## THE TASK
Reproduce, word for word, the passage of the forum thread on the Vitus 16 from "## Frs1661 (Jun" to "(Aug 14, 2017)".

## SELECTED EXTRACT
==================================================

# Vitus 16 for a 4 year old



## Frs1661 (Jun 9, 2008)

Anyone have any experience with the Vitus kids bikes, specifically the Vitus 16? I have a soon-to-be 4 year old who is 41" tall. He has fun on a strider balance bike, looking for a first pedal bike.

I'm split between the Vitus 16 on CRC (LINK) for $238 or an older model Priority 16 belt drive that's used for $150, but a 2 hour drive to pick up.

I've seen the Wooms, Spawns, Prevelow, etc. but for $350-$400 I don't see what's better than what Vitus offers...


----------



## svinyard (Aug 14, 2017)

I think a good goal at this age is to have a ton of fun and also develop critical bike skills that make biking fun. Vitus is killing it in the value department but that is just a little roadie bike meant for sitting and pedaling on pavement with razor thin tires. I'd pass on that and pick up a Kink Roaster BMX 12" for 200$ (maybe a sale too?). BMX sizing is smaller fyi.

==================================================

## MATERIAL SUPPLIED
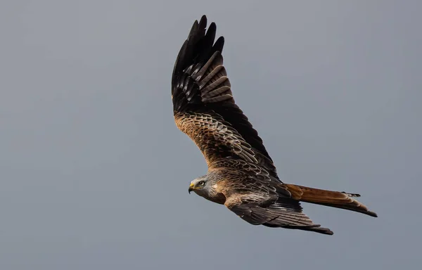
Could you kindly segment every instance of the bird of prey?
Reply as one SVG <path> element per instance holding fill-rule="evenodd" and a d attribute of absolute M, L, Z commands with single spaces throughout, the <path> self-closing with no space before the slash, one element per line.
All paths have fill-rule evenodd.
<path fill-rule="evenodd" d="M 193 191 L 224 205 L 254 225 L 332 235 L 302 211 L 300 202 L 343 208 L 372 217 L 359 194 L 285 184 L 248 117 L 236 104 L 216 25 L 196 20 L 176 59 L 172 100 L 177 127 L 199 148 L 207 174 L 193 180 Z"/>

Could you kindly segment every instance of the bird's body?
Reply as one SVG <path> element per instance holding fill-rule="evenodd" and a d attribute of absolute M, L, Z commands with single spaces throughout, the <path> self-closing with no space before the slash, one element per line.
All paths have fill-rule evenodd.
<path fill-rule="evenodd" d="M 224 205 L 252 224 L 333 232 L 302 212 L 307 202 L 376 214 L 353 198 L 357 194 L 282 182 L 262 140 L 233 98 L 223 65 L 224 39 L 216 26 L 196 21 L 176 60 L 172 79 L 174 121 L 203 153 L 208 172 L 189 192 Z"/>

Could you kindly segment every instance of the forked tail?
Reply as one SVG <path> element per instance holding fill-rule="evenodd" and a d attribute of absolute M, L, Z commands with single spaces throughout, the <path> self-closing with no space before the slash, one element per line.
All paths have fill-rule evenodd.
<path fill-rule="evenodd" d="M 365 205 L 354 199 L 360 197 L 359 194 L 326 191 L 290 184 L 284 184 L 282 186 L 290 193 L 293 199 L 301 202 L 346 209 L 371 217 L 378 217 L 374 212 L 369 211 Z"/>

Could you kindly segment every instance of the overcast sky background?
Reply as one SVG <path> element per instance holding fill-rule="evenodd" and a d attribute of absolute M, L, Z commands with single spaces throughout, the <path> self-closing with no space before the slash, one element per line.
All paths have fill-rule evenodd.
<path fill-rule="evenodd" d="M 420 262 L 418 1 L 0 2 L 0 269 L 397 269 Z M 203 14 L 235 100 L 334 236 L 252 226 L 196 195 L 170 80 Z M 417 266 L 416 266 L 417 268 Z"/>

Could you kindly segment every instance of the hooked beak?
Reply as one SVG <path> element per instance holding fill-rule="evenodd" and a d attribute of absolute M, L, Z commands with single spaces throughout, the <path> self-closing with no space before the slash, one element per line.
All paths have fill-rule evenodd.
<path fill-rule="evenodd" d="M 195 187 L 195 185 L 191 183 L 191 185 L 189 185 L 189 194 L 191 194 L 191 191 L 192 191 L 193 190 L 194 190 L 195 188 L 193 188 Z"/>

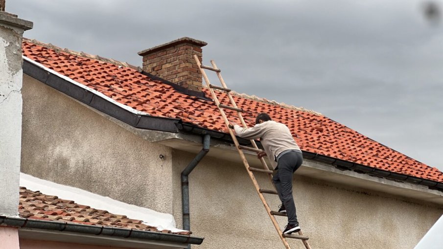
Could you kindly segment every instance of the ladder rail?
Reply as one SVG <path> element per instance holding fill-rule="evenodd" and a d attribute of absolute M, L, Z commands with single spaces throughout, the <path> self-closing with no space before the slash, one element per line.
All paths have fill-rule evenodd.
<path fill-rule="evenodd" d="M 253 170 L 251 170 L 250 169 L 254 169 L 254 168 L 252 168 L 249 166 L 249 163 L 248 162 L 247 160 L 246 160 L 246 158 L 245 156 L 244 153 L 243 153 L 243 151 L 242 150 L 242 149 L 244 149 L 244 148 L 242 148 L 242 147 L 244 147 L 245 146 L 242 146 L 240 145 L 240 144 L 238 143 L 238 141 L 237 140 L 235 135 L 234 135 L 233 132 L 233 129 L 229 128 L 229 126 L 231 124 L 229 122 L 229 120 L 228 119 L 228 117 L 226 115 L 226 114 L 225 113 L 224 110 L 223 109 L 223 108 L 225 108 L 225 107 L 226 107 L 227 106 L 220 104 L 220 101 L 218 100 L 218 98 L 217 97 L 217 95 L 215 94 L 215 91 L 212 89 L 212 88 L 215 88 L 216 89 L 222 89 L 222 90 L 225 90 L 225 91 L 226 91 L 226 90 L 229 90 L 228 91 L 226 91 L 226 94 L 228 95 L 228 98 L 229 98 L 229 100 L 230 100 L 230 102 L 231 102 L 231 104 L 233 105 L 233 108 L 227 108 L 227 109 L 230 109 L 231 110 L 236 111 L 238 118 L 240 119 L 242 125 L 243 125 L 243 126 L 244 128 L 247 128 L 247 126 L 246 125 L 246 122 L 245 122 L 244 119 L 243 118 L 243 116 L 241 115 L 241 112 L 238 111 L 239 110 L 241 110 L 241 109 L 238 108 L 238 107 L 237 107 L 236 103 L 235 103 L 235 101 L 233 99 L 233 98 L 232 96 L 230 94 L 231 90 L 227 88 L 227 87 L 226 86 L 226 84 L 225 83 L 224 80 L 223 80 L 223 77 L 222 77 L 221 74 L 220 73 L 220 72 L 221 71 L 221 70 L 217 67 L 217 66 L 215 65 L 215 63 L 214 62 L 214 61 L 213 60 L 211 60 L 211 64 L 212 64 L 213 68 L 210 68 L 209 67 L 206 67 L 206 66 L 202 65 L 202 64 L 200 63 L 200 60 L 198 59 L 198 57 L 197 56 L 197 55 L 194 55 L 194 59 L 195 60 L 195 61 L 197 63 L 197 64 L 199 67 L 199 69 L 200 70 L 200 72 L 202 73 L 202 75 L 203 75 L 203 78 L 205 79 L 205 82 L 207 85 L 207 86 L 208 87 L 208 89 L 209 89 L 211 93 L 211 95 L 212 97 L 212 99 L 214 100 L 214 102 L 215 103 L 215 104 L 216 105 L 217 108 L 218 109 L 219 111 L 220 111 L 220 114 L 221 114 L 222 117 L 223 118 L 223 120 L 225 122 L 225 124 L 226 125 L 226 126 L 228 127 L 228 130 L 229 133 L 229 134 L 231 135 L 231 136 L 234 142 L 234 144 L 235 145 L 235 147 L 237 149 L 237 151 L 238 152 L 238 154 L 240 155 L 240 158 L 241 158 L 242 161 L 243 162 L 243 164 L 244 165 L 245 167 L 246 167 L 246 172 L 248 173 L 248 174 L 250 178 L 251 178 L 251 180 L 252 181 L 254 185 L 254 187 L 256 189 L 256 191 L 257 193 L 258 194 L 258 196 L 260 198 L 260 199 L 262 203 L 263 204 L 263 205 L 264 206 L 265 209 L 266 210 L 266 212 L 268 213 L 268 215 L 269 216 L 269 218 L 271 219 L 271 221 L 272 222 L 272 223 L 274 225 L 274 226 L 276 228 L 276 230 L 277 230 L 277 233 L 279 234 L 279 236 L 280 236 L 280 239 L 281 240 L 282 242 L 283 242 L 283 244 L 284 245 L 285 247 L 286 248 L 286 249 L 290 249 L 289 245 L 287 241 L 285 239 L 285 238 L 287 237 L 287 238 L 298 238 L 299 239 L 301 239 L 306 249 L 311 249 L 310 246 L 309 245 L 309 243 L 307 242 L 307 240 L 308 239 L 308 238 L 304 236 L 304 235 L 303 235 L 303 233 L 302 232 L 301 230 L 300 230 L 298 232 L 298 234 L 300 236 L 297 236 L 297 235 L 292 235 L 292 236 L 289 236 L 289 235 L 285 236 L 283 234 L 282 232 L 281 232 L 281 230 L 280 229 L 280 226 L 279 226 L 278 224 L 277 223 L 277 220 L 276 220 L 275 217 L 274 217 L 274 215 L 276 215 L 276 212 L 273 211 L 271 210 L 271 208 L 269 207 L 269 205 L 268 204 L 268 203 L 266 201 L 266 199 L 265 199 L 264 196 L 263 196 L 262 192 L 268 193 L 270 193 L 269 191 L 268 191 L 268 190 L 265 190 L 265 191 L 264 191 L 264 192 L 263 192 L 264 190 L 262 189 L 261 189 L 260 188 L 260 187 L 258 186 L 258 183 L 256 179 L 255 178 L 255 176 L 254 176 L 254 173 L 252 172 Z M 209 79 L 208 78 L 208 76 L 206 75 L 206 73 L 204 70 L 205 68 L 208 69 L 210 69 L 210 70 L 212 70 L 212 71 L 214 71 L 215 72 L 215 73 L 217 74 L 217 77 L 218 77 L 219 79 L 220 80 L 220 83 L 222 84 L 222 86 L 223 87 L 222 88 L 220 88 L 218 87 L 213 87 L 214 86 L 213 85 L 211 85 L 210 84 L 210 83 L 209 81 Z M 261 150 L 258 149 L 258 146 L 257 146 L 256 141 L 254 139 L 251 139 L 251 140 L 250 140 L 250 141 L 251 141 L 251 144 L 252 144 L 252 145 L 253 145 L 253 148 L 255 149 L 255 150 L 254 150 L 254 151 L 255 151 L 255 152 L 257 152 L 257 151 L 261 151 Z M 259 170 L 259 169 L 255 169 L 256 170 L 254 170 L 254 171 L 258 171 L 258 172 L 263 172 L 268 173 L 268 175 L 269 176 L 270 180 L 271 180 L 271 183 L 272 183 L 273 186 L 274 187 L 274 188 L 275 188 L 275 185 L 274 185 L 274 182 L 272 181 L 272 174 L 269 173 L 269 171 L 272 172 L 272 170 L 271 170 L 269 168 L 269 167 L 268 166 L 267 164 L 266 164 L 266 162 L 264 160 L 264 159 L 262 157 L 260 158 L 260 162 L 261 162 L 262 165 L 263 166 L 263 168 L 264 169 L 261 170 L 260 171 L 260 170 Z"/>
<path fill-rule="evenodd" d="M 218 68 L 217 67 L 217 65 L 215 65 L 215 62 L 213 60 L 211 60 L 211 64 L 212 65 L 212 67 L 215 69 L 218 69 Z M 217 74 L 217 77 L 218 77 L 218 79 L 220 80 L 220 82 L 222 84 L 222 86 L 224 88 L 228 88 L 228 87 L 226 86 L 226 84 L 225 83 L 225 81 L 223 80 L 223 78 L 221 76 L 221 73 L 220 72 L 215 72 L 216 74 Z M 231 95 L 231 92 L 227 92 L 227 94 L 228 95 L 228 97 L 229 98 L 229 100 L 231 101 L 231 103 L 232 104 L 233 106 L 236 108 L 238 108 L 238 107 L 237 106 L 237 104 L 235 103 L 235 101 L 234 100 L 233 98 L 232 97 L 232 96 Z M 246 123 L 245 122 L 245 120 L 243 119 L 243 115 L 241 113 L 237 113 L 238 118 L 240 119 L 240 122 L 241 122 L 242 125 L 243 125 L 243 127 L 247 128 L 248 128 L 248 126 L 246 125 Z M 252 146 L 256 149 L 258 149 L 258 146 L 257 146 L 256 143 L 256 141 L 254 139 L 251 139 L 251 143 L 252 144 Z M 271 170 L 268 166 L 267 164 L 266 164 L 266 162 L 264 160 L 264 158 L 260 158 L 260 162 L 261 163 L 261 165 L 263 166 L 263 167 L 264 169 L 267 169 L 270 170 Z M 269 177 L 271 178 L 271 180 L 272 179 L 272 175 L 270 175 Z M 272 181 L 271 181 L 272 182 Z M 274 185 L 274 183 L 273 183 Z M 274 186 L 275 187 L 275 186 Z"/>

==================================================

## WRITTEN RESPONSE
## Frs1661 (Jun 9, 2008)

Anyone have any experience with the Vitus kids bikes, specifically the Vitus 16? I have a soon-to-be 4 year old who is 41" tall. He has fun on a strider balance bike, looking for a first pedal bike.

I'm split between the Vitus 16 on CRC (LINK) for $238 or an older model Priority 16 belt drive that's used for $150, but a 2 hour drive to pick up.

I've seen the Wooms, Spawns, Prevelow, etc. but for $350-$400 I don't see what's better than what Vitus offers...


----------



## svinyard (Aug 14, 2017)